> **Given information**:
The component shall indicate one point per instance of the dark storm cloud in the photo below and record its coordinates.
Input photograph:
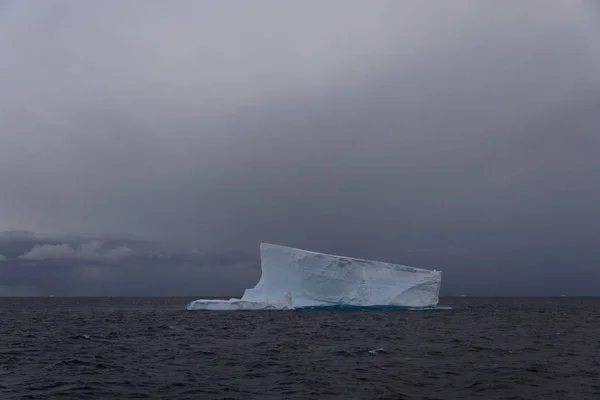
(374, 129)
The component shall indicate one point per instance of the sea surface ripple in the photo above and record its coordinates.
(136, 348)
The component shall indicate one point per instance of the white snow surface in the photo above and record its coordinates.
(294, 278)
(237, 304)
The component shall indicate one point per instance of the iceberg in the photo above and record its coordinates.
(300, 279)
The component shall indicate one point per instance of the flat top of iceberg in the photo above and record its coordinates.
(294, 278)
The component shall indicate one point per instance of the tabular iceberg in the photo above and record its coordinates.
(294, 279)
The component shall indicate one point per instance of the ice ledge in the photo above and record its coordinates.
(300, 279)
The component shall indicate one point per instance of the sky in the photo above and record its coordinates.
(459, 133)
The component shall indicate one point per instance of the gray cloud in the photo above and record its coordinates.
(371, 129)
(86, 251)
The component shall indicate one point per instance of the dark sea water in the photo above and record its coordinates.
(135, 348)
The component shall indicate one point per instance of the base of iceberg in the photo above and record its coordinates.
(239, 304)
(295, 279)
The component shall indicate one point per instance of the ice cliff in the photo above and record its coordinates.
(293, 278)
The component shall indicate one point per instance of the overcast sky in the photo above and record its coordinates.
(367, 127)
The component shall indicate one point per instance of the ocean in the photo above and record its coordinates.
(151, 348)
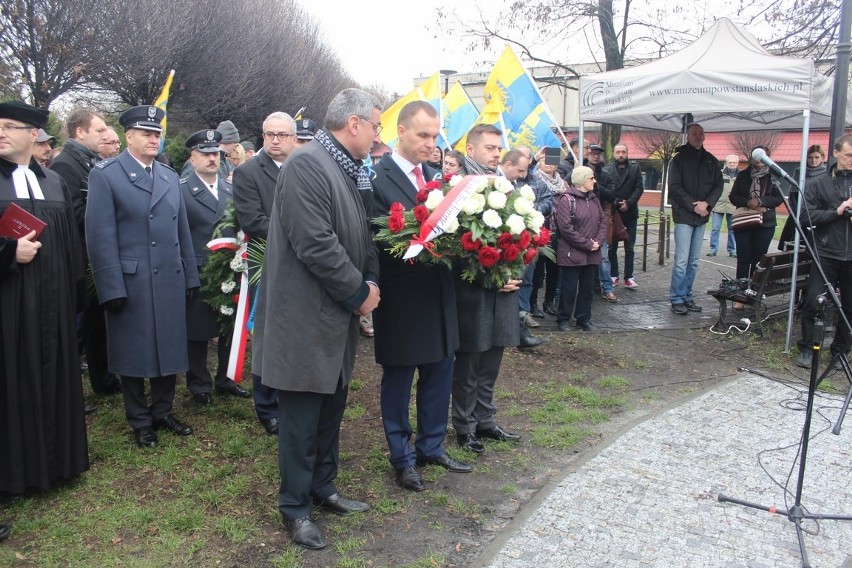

> **Short task**:
Convert every line of the listing above into a Markdown table with the columns "Index" and "Entry," numbering the rows and omitting blank lines. Leave out the pictures.

> **Exercise solution**:
| Index | Entry |
|---|---|
| 1 | The component shall indicate one point per instance of the dark storm cloud in the photo below and record its coordinates. |
| 2 | Input photograph: |
| 3 | (374, 129) |
| 4 | The component shall indicate one point per instance of the sea surface ripple in the photo above and record its coordinates. |
| 5 | (136, 348) |
| 6 | The component shall indicate one point per instance of the white snow surface in the photo above and record its coordinates. |
| 7 | (294, 278) |
| 8 | (237, 304) |
| 9 | The component shall indicate one point per instance of the iceberg in the photo above and record its coordinates. |
| 10 | (300, 279) |
| 11 | The component shall indicate one point per instance of the flat top of iceberg in the photo above and record its coordinates. |
| 12 | (294, 278) |
| 13 | The component shall indicate one point per instance of the tabular iceberg in the photo above and record its coordinates. |
| 14 | (294, 279) |
| 15 | The component shall indicate one point per instance of the ice ledge in the photo above and record its coordinates. |
| 16 | (300, 279) |
| 17 | The component shall indicate one point per instance of the sky in the photo above and record its coordinates. |
| 18 | (459, 133) |
| 19 | The component shall indicate one point per instance of the gray cloud in the photo above and record its coordinates. |
| 20 | (371, 129) |
| 21 | (86, 251) |
| 22 | The component shall indicate one point per instance of the dark sea water in the photo above and record its coordinates. |
| 23 | (135, 348) |
| 24 | The component shall indicate one point per instance of the base of iceberg in the photo above and record its coordinates. |
| 25 | (239, 304) |
| 26 | (295, 279) |
| 27 | The component shall indicate one point per instance of the ice cliff in the photo above and record its coordinates. |
| 28 | (293, 278) |
| 29 | The component shall indicate one point per instance of the overcast sky in the photo above and record its coordinates. |
| 30 | (367, 127) |
| 31 | The component shall indicate one point per instance of the ocean in the photo above and record its coordinates. |
| 32 | (151, 348) |